[Start]

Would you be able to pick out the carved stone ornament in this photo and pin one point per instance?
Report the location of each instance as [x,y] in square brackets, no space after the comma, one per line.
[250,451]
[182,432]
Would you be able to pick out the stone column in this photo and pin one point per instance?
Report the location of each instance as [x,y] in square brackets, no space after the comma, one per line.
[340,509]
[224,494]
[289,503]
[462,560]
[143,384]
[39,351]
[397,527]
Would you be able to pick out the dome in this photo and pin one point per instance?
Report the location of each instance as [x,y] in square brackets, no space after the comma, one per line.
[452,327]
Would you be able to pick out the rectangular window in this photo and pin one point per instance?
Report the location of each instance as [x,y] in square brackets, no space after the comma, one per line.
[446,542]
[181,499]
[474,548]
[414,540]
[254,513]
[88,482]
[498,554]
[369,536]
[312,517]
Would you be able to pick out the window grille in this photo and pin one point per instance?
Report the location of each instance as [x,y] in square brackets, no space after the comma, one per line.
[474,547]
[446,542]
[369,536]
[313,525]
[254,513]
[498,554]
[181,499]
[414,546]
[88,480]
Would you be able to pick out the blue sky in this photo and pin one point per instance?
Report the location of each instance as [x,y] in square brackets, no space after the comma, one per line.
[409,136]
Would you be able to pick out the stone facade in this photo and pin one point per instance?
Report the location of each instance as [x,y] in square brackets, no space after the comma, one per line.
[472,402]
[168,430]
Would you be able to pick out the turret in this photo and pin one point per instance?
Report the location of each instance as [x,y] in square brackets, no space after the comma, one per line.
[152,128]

[End]
[Start]

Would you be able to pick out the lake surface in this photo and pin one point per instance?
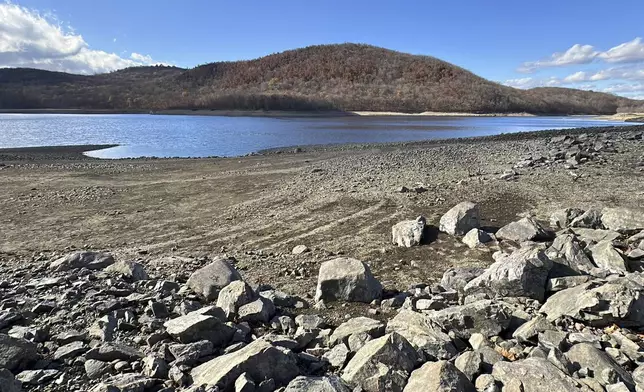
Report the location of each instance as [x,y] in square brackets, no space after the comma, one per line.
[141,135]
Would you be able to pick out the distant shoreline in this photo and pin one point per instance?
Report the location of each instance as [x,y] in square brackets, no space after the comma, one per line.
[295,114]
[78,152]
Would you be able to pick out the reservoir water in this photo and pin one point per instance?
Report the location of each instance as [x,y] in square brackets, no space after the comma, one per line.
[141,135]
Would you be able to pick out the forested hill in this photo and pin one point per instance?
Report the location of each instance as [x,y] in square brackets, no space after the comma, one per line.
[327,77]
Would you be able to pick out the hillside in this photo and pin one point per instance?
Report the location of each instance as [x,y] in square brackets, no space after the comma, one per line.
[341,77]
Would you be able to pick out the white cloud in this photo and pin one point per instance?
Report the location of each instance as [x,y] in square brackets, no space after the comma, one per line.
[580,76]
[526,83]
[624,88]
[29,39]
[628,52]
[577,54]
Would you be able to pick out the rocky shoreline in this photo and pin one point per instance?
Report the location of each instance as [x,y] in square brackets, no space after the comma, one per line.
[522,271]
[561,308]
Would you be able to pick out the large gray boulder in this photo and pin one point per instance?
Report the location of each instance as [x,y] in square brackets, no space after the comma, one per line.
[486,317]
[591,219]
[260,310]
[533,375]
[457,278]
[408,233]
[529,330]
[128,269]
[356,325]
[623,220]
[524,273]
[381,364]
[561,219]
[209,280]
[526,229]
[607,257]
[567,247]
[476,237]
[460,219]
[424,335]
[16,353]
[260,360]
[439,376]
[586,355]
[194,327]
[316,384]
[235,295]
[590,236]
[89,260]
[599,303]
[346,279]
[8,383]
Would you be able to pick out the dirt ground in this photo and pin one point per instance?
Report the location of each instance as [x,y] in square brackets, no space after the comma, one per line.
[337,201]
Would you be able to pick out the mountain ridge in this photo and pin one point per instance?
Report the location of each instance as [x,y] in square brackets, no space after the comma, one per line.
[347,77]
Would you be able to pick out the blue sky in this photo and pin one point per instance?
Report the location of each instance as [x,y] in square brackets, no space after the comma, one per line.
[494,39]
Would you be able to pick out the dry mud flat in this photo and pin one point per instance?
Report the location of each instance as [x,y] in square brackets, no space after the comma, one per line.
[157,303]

[End]

Gather every line in the rows above that contains the word "shoreline" and copy each one out in full.

Would you be able to pick out the distant shoreline in this photo and pin one point per instance?
Would you be able to pick out the rocky shoreline in this photo and pin one point per instance?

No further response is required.